Work to be completed:
Transcribe every line of text in the data below word for word, leaving out the pictures.

Given records:
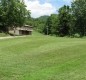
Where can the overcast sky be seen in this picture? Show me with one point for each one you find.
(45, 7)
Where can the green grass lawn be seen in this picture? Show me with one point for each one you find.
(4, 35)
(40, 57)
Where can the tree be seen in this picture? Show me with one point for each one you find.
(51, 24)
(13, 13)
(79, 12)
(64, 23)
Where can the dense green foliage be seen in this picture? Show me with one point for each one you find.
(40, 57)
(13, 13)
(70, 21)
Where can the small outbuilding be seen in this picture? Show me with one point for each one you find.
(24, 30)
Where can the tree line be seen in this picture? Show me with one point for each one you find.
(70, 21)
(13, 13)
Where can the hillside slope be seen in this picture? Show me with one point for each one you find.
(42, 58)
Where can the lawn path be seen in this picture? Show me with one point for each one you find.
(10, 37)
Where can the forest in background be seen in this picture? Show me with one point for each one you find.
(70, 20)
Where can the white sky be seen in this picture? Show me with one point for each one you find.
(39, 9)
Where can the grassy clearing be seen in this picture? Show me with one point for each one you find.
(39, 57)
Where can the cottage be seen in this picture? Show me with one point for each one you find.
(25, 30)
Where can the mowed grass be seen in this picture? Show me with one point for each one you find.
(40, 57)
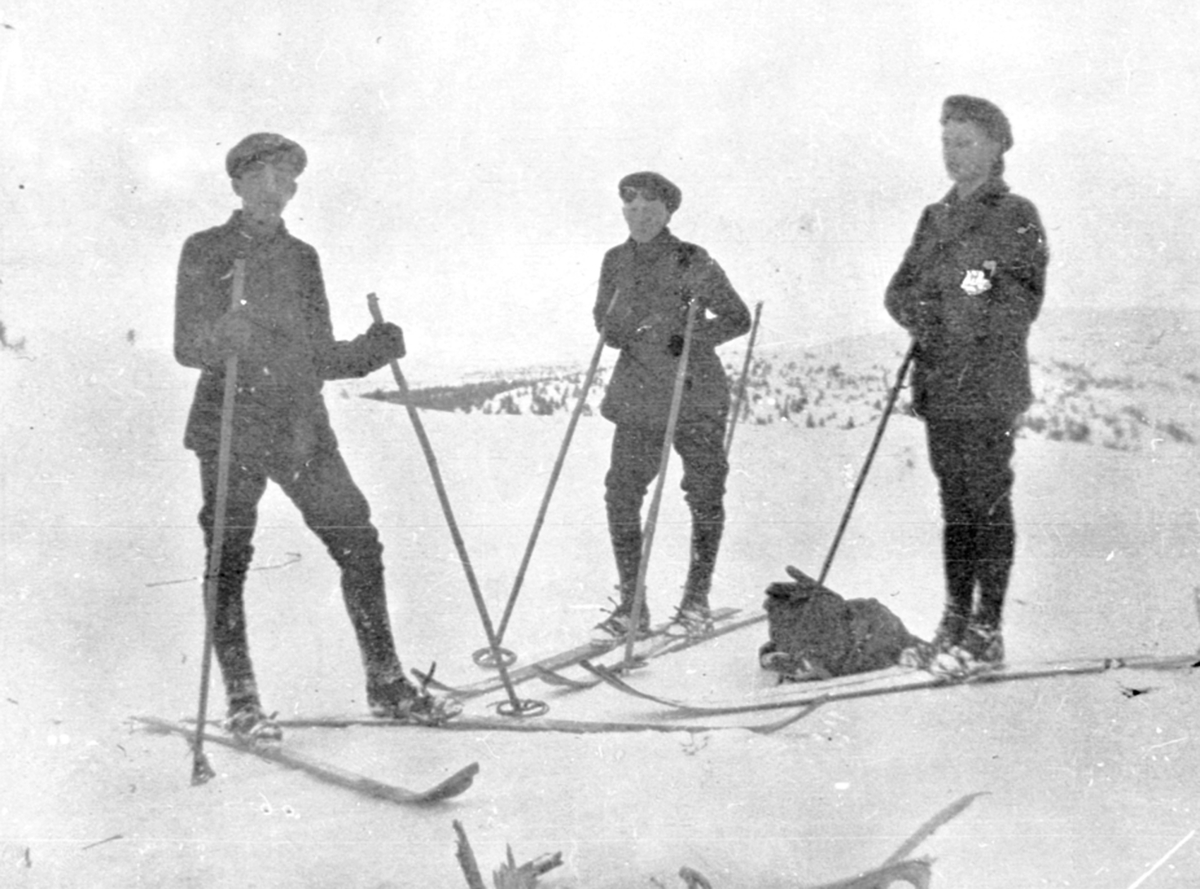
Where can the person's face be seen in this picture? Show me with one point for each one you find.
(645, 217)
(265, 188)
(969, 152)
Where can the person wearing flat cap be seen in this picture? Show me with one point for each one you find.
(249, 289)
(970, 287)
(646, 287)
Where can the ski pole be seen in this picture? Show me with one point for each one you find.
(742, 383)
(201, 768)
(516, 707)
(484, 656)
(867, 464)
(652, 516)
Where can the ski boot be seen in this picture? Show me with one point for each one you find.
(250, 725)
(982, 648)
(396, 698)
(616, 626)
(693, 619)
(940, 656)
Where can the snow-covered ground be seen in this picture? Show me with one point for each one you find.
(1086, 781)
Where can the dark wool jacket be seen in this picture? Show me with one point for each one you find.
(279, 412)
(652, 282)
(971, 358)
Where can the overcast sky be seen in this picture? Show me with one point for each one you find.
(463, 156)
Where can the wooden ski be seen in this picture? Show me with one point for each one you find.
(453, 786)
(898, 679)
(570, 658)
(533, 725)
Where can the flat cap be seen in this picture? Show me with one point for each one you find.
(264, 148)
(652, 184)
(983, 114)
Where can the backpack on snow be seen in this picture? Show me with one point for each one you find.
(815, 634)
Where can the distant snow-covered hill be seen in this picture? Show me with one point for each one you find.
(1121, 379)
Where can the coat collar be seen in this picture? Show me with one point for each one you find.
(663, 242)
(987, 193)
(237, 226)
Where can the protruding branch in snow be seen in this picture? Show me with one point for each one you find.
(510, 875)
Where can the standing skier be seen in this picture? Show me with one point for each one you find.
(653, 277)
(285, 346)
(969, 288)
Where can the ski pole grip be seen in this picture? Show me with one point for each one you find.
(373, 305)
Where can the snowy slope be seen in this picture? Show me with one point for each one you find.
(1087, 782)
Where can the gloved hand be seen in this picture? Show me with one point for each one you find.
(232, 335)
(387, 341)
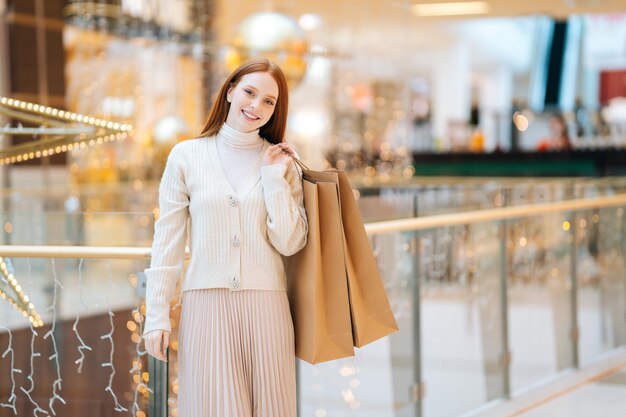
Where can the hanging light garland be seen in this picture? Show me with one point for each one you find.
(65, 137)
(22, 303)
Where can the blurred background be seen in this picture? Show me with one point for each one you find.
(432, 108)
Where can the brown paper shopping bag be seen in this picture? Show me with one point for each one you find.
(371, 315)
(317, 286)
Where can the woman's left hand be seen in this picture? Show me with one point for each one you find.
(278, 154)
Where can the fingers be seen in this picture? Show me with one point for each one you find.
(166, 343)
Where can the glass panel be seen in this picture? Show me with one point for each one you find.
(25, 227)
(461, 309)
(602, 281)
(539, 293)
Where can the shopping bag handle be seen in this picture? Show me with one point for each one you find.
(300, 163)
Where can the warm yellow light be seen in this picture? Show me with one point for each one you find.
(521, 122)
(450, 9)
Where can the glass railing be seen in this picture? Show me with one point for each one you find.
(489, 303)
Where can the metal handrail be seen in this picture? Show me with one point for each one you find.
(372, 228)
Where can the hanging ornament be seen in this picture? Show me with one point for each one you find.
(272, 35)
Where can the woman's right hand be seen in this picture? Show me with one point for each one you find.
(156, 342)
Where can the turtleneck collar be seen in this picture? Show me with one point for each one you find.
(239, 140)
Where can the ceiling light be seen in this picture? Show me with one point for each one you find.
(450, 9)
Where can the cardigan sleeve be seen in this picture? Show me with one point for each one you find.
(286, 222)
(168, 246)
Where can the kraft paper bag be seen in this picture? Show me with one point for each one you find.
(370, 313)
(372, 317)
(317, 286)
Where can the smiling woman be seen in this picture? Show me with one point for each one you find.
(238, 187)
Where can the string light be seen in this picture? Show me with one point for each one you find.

Solution below:
Where can the overcast sky be seen in this picture? Show me with one point for each one you find.
(45, 7)
Where can the green grass lawn be seen in this picture? Show me with one point for each one you find.
(4, 35)
(40, 57)
Where can the tree be seen in this picture? Show me with one point for each one you find.
(51, 24)
(13, 13)
(79, 12)
(64, 23)
Where can the dense green foliage be seen in this picture? Show me with one point for each one you find.
(40, 57)
(13, 13)
(70, 21)
Where can the small outbuilding be seen in this picture? Show me with one point for each one you find.
(24, 30)
Where can the tree line be seen in this picture? Show me with one point for each one you find.
(70, 21)
(13, 13)
Where can the hillside slope be seen in this picture? Show me with one point for each one you find.
(42, 58)
Where can the lawn path be seen in this picture? Show me with one point for each one you find.
(10, 37)
Where can the forest in background be seen in this picture? Show me with one point for each one you find.
(70, 20)
Where can the white sky be seen in this picture? Show me with one point for each one you find.
(39, 9)
Where can the grassy clearing be seen in this picture? Show me with one point for each one you find.
(39, 57)
Where can the cottage be seen in this picture? Show me with one point for each one you find.
(25, 30)
Where can the mowed grass be seen in this picture? Show me with one point for each one you find.
(40, 57)
Where can the person's face be seen in this picture? Show me with one point for each one you find.
(645, 217)
(265, 188)
(969, 152)
Where can the person wearing flat cap be seen in this picture? Show me with one point for each one you find.
(249, 289)
(970, 287)
(646, 287)
Where can the ski pole be seen in this picture? Show me with one point for each one you find.
(742, 383)
(201, 768)
(516, 707)
(484, 656)
(867, 464)
(652, 516)
Where can the ski boot be seen in this picture? Show me with one point for each one you find.
(250, 725)
(982, 648)
(396, 698)
(616, 626)
(693, 619)
(940, 656)
Where can the snow-covered ground be seen in this picture? Show me with one point for each one you find.
(1086, 781)
Where can the dark wool jacket be seen in this picture? Show me with one point for each one you find.
(279, 412)
(652, 282)
(971, 358)
Where can the overcast sky be seen in this picture? Show me with one point for each one you find.
(463, 156)
Where can the wooden ski be seen in this picture? Show me with one point for each one you find.
(453, 786)
(898, 679)
(570, 658)
(533, 725)
Where can the flat cap be seen in this picture? Show me with one point for each one you find.
(264, 148)
(652, 184)
(983, 114)
Where can the backpack on snow be seen in this picture? Show me with one point for each one you find.
(815, 634)
Where can the distant snow-covered hill be seen in this picture? Show me with one point for each one you find.
(1121, 379)
Where can the coat collar be seen in this picture? Show me with one point for each one you find.
(663, 242)
(987, 193)
(237, 226)
Where can the protruding branch in snow be seen in this picture? Show me with one point for each one you find.
(510, 875)
Where can the standing skier be seen in this picture? Show me with one point for each one you find.
(653, 277)
(285, 346)
(969, 288)
Where can the ski pole grip be seen in this picture? Show me with one point for each one you find.
(373, 305)
Where can the snowy slope be seen in this picture? Show me with one point for each one you find.
(1087, 782)
Where can the gloved hand be seen in this picture? Show me with one point for each one you find.
(232, 335)
(387, 341)
Where can the hanging light garland be seen in this picture? Show me with one point for each one you find.
(65, 137)
(22, 303)
Where can the blurred background be seen in this picture? Show me with one point for each one you find.
(432, 108)
Where can the brown paper shopping bag be seen in this picture? Show me with one point for each one you find.
(371, 315)
(317, 286)
Where can the woman's left hand be seen in this picture? Show me with one point for each one you find.
(278, 154)
Where can the fingers be seen in this picture? Show me with one point for each one you find.
(166, 343)
Where can the glass panel be seen in this picture? Show me with one point for each one you find.
(25, 227)
(461, 309)
(602, 281)
(539, 293)
Where can the shopping bag handle be seen in this picture? Show me with one point for each one you find.
(300, 163)
Where can the warm yellow light be seen in this picture? Show me with one point for each one you find.
(521, 122)
(450, 9)
Where can the glass railing be seen in this picture? Show me with one point for each one you find.
(489, 303)
Where can the metal handrail be seen in this picture? Show me with one point for each one you find.
(372, 228)
Where can the hanging ornament be seen in this picture? Show me with one point for each one you find.
(272, 35)
Where can the woman's right hand be seen in this picture? Show me with one point for each one you find.
(156, 342)
Where can the turtleneck collar be seen in this picture? Show me with one point for each one you find.
(239, 140)
Where can the ceiling light be seen in this picture? Show me with one point for each one you find.
(450, 9)
Where can the cardigan sleeve be seen in this picture? Show me with one point for each one you find.
(286, 222)
(168, 246)
Where can the kraft paper bag be seen in this picture? Show me with one point for each one you find.
(370, 313)
(372, 317)
(317, 286)
Where can the smiling woman be seen in this picture? Show me with one point for each one you find.
(238, 187)
Where can the string light be seen in this picture? Show me with one point for each one you find.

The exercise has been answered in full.